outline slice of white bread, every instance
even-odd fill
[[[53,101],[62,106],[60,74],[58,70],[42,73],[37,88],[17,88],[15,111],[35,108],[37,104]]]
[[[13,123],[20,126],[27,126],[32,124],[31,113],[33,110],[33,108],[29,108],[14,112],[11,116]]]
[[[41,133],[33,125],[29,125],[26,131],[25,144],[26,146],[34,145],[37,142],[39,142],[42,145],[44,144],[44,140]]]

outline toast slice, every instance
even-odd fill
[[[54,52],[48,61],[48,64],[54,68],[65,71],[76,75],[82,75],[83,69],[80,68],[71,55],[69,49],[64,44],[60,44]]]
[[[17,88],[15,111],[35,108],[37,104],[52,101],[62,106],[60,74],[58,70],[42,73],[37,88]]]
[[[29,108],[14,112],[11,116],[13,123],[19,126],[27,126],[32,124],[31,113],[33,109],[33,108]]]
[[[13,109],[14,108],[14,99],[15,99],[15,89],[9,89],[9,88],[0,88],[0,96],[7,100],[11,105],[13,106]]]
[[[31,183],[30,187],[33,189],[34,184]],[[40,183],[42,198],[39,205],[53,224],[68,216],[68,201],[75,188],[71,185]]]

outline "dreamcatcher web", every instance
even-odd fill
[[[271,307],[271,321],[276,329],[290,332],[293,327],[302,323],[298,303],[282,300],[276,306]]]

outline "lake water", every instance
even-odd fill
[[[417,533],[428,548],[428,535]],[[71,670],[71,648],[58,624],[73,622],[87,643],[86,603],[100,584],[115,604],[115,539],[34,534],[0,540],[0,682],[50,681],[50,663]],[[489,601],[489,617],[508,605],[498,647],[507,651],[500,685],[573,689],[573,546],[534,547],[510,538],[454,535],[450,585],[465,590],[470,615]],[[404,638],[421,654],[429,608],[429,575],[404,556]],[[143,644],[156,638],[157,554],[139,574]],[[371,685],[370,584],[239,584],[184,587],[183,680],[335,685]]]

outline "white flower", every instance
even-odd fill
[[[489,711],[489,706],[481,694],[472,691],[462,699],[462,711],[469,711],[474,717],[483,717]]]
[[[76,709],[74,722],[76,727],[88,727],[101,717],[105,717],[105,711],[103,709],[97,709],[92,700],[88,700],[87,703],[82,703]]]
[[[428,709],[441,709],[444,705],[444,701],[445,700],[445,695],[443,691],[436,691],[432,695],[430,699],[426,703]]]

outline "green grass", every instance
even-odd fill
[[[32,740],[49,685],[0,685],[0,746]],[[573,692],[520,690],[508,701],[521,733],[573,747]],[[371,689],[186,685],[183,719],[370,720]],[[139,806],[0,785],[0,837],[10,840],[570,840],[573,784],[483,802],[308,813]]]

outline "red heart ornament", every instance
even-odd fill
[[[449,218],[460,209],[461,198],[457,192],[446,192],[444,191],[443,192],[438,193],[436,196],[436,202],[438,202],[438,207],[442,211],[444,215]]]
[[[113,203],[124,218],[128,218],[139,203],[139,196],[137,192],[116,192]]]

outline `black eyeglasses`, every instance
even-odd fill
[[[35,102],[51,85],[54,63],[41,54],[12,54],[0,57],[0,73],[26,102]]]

Task description | Exactly reproduce all of the entries above.

Written solution |
outline slice of white bread, every instance
even-odd fill
[[[53,101],[62,106],[60,74],[58,70],[42,73],[37,88],[17,88],[15,111],[35,108],[37,104]]]
[[[13,123],[20,126],[27,126],[32,124],[31,113],[33,110],[33,108],[29,108],[14,112],[11,116]]]
[[[41,133],[33,125],[29,125],[26,131],[25,144],[26,146],[34,145],[37,142],[39,142],[42,145],[44,144],[44,140]]]

outline toast slice, every instance
even-odd fill
[[[54,52],[48,61],[48,64],[54,68],[65,71],[76,75],[82,75],[83,69],[80,68],[71,55],[69,49],[64,44],[60,44]]]
[[[17,88],[15,111],[35,108],[37,104],[52,101],[62,106],[60,74],[58,70],[42,73],[37,88]]]
[[[29,108],[14,112],[11,116],[13,123],[19,126],[27,126],[32,124],[31,113],[33,109],[33,108]]]
[[[13,109],[14,108],[14,99],[15,99],[15,89],[9,89],[9,88],[0,88],[0,96],[7,100],[11,105],[13,106]]]
[[[31,183],[30,187],[33,189],[34,184]],[[40,183],[42,198],[39,205],[53,224],[68,216],[68,201],[75,188],[71,185]]]

outline "dreamcatcher web", every instance
even-odd fill
[[[271,307],[271,321],[276,329],[290,332],[293,327],[302,323],[298,303],[282,300],[276,306]]]

outline "lake water", every instance
even-odd fill
[[[417,533],[428,548],[428,535]],[[71,670],[71,648],[58,624],[73,622],[87,643],[86,603],[100,584],[115,604],[115,539],[34,534],[0,540],[0,682],[50,681],[50,663]],[[489,601],[489,617],[508,605],[498,647],[507,651],[500,685],[573,689],[573,546],[534,547],[510,538],[454,535],[450,585],[465,590],[470,615]],[[404,638],[421,654],[429,608],[429,575],[404,556]],[[143,644],[156,638],[157,554],[139,574]],[[371,685],[370,584],[239,584],[184,587],[183,680],[335,685]]]

outline "white flower", every instance
even-odd fill
[[[489,711],[489,706],[481,694],[472,691],[462,699],[462,711],[469,711],[474,717],[483,717]]]
[[[76,709],[74,722],[76,727],[88,727],[101,717],[105,717],[105,711],[103,709],[97,709],[92,700],[88,700],[87,703],[82,703]]]
[[[428,709],[441,709],[444,705],[444,701],[445,700],[445,695],[443,691],[436,691],[432,695],[430,699],[426,703]]]

outline "green grass", every instance
even-odd fill
[[[32,740],[49,685],[0,685],[0,746]],[[573,692],[520,690],[508,701],[521,733],[573,747]],[[371,689],[186,685],[183,719],[370,720]],[[139,806],[0,785],[0,837],[10,840],[570,840],[573,784],[483,802],[308,813]]]

outline "red heart ornament", every instance
even-odd fill
[[[449,218],[460,209],[461,198],[457,192],[446,192],[444,191],[443,192],[438,193],[436,196],[436,202],[438,202],[438,207],[442,211],[444,215]]]
[[[113,203],[124,218],[128,218],[139,203],[139,196],[137,192],[116,192]]]

outline `black eyeglasses`, every instance
even-odd fill
[[[35,102],[51,85],[54,63],[41,54],[12,54],[0,57],[0,73],[26,102]]]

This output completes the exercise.